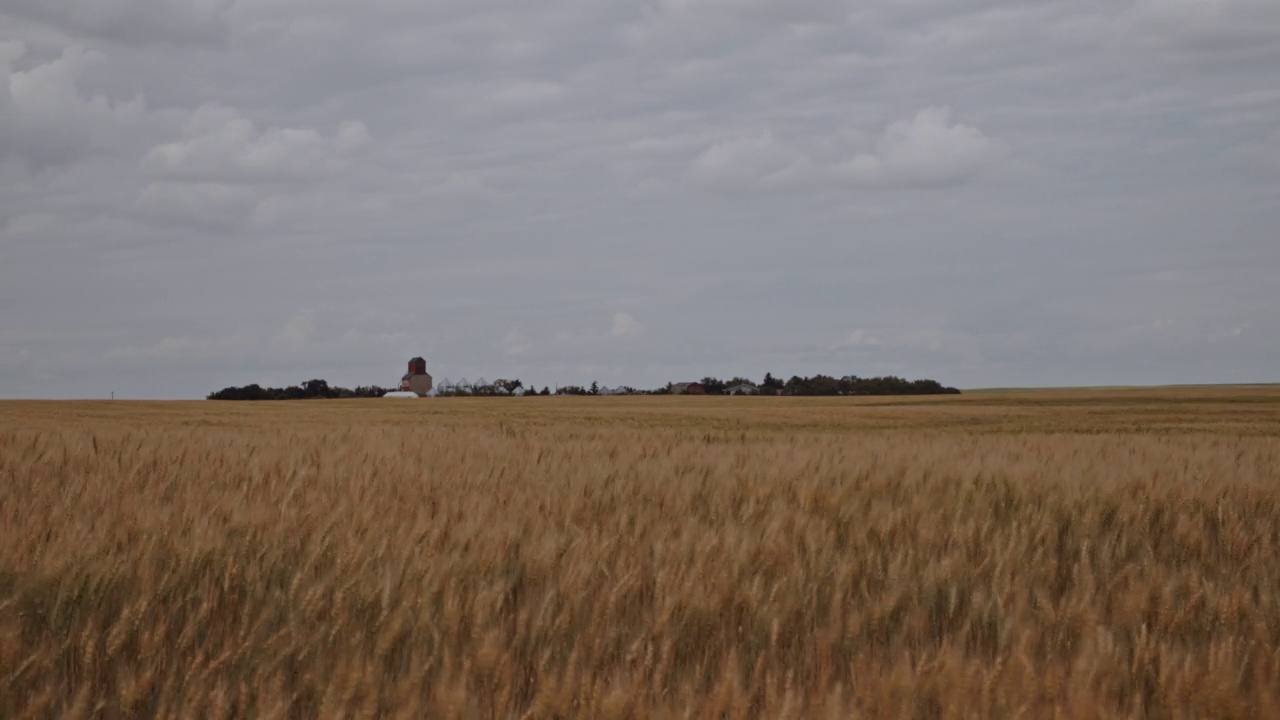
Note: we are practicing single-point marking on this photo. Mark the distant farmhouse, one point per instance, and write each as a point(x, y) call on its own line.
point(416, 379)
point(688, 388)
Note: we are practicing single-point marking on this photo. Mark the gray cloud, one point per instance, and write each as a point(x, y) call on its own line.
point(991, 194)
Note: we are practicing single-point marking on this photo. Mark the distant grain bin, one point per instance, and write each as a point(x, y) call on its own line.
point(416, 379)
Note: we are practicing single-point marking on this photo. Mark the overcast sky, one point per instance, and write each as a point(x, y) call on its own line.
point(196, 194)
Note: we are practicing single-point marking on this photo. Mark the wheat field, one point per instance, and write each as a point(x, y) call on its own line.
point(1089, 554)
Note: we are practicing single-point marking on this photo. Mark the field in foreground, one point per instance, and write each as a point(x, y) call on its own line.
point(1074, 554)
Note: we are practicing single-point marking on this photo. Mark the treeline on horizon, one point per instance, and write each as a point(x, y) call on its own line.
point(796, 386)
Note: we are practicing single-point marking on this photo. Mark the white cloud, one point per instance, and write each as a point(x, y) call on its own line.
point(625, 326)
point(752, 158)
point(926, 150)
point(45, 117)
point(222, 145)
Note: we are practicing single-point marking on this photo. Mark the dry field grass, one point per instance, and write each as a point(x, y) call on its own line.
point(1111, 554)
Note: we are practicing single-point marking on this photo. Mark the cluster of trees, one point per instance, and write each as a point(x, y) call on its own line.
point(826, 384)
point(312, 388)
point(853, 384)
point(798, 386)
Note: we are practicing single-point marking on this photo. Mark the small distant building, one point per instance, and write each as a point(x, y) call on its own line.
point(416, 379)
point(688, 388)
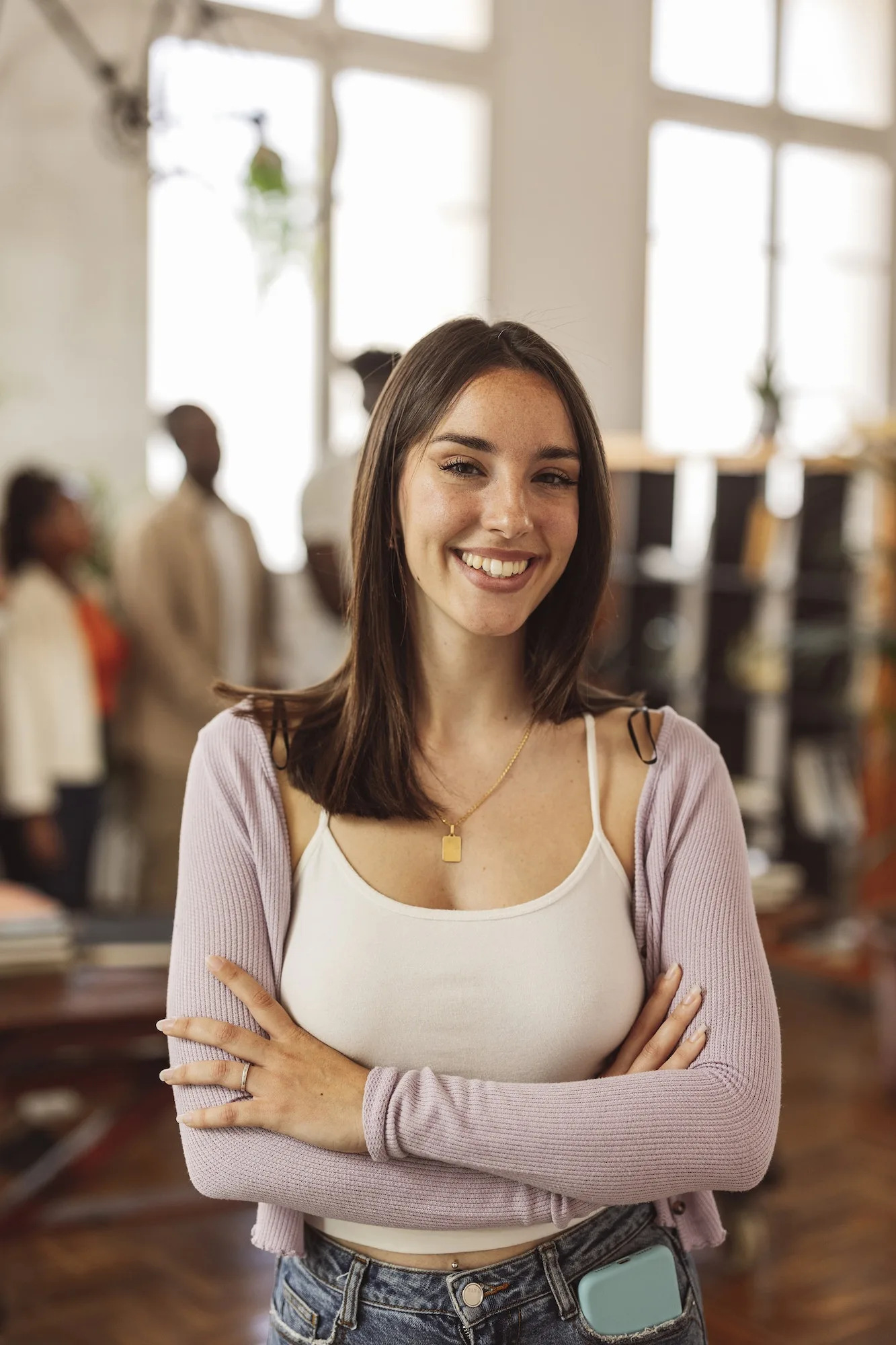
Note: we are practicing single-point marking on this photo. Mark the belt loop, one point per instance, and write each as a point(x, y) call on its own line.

## Task brief
Reproduce verbatim the lines of the entries above, beginning with the line that contains "Mark the field" and continuing through the line that contains "point(796, 386)", with both of those lines included.

## Task answer
Note: we are practicing single-point marking on this photo. Mark the field in foreground, one point per instance, and write each as a point(x, y) call on its own line.
point(1074, 554)
Note: we are practicing single-point marking on this photo. Mark the treeline on horizon, one point per instance, and write each as a point(x, y) call on its own line.
point(796, 386)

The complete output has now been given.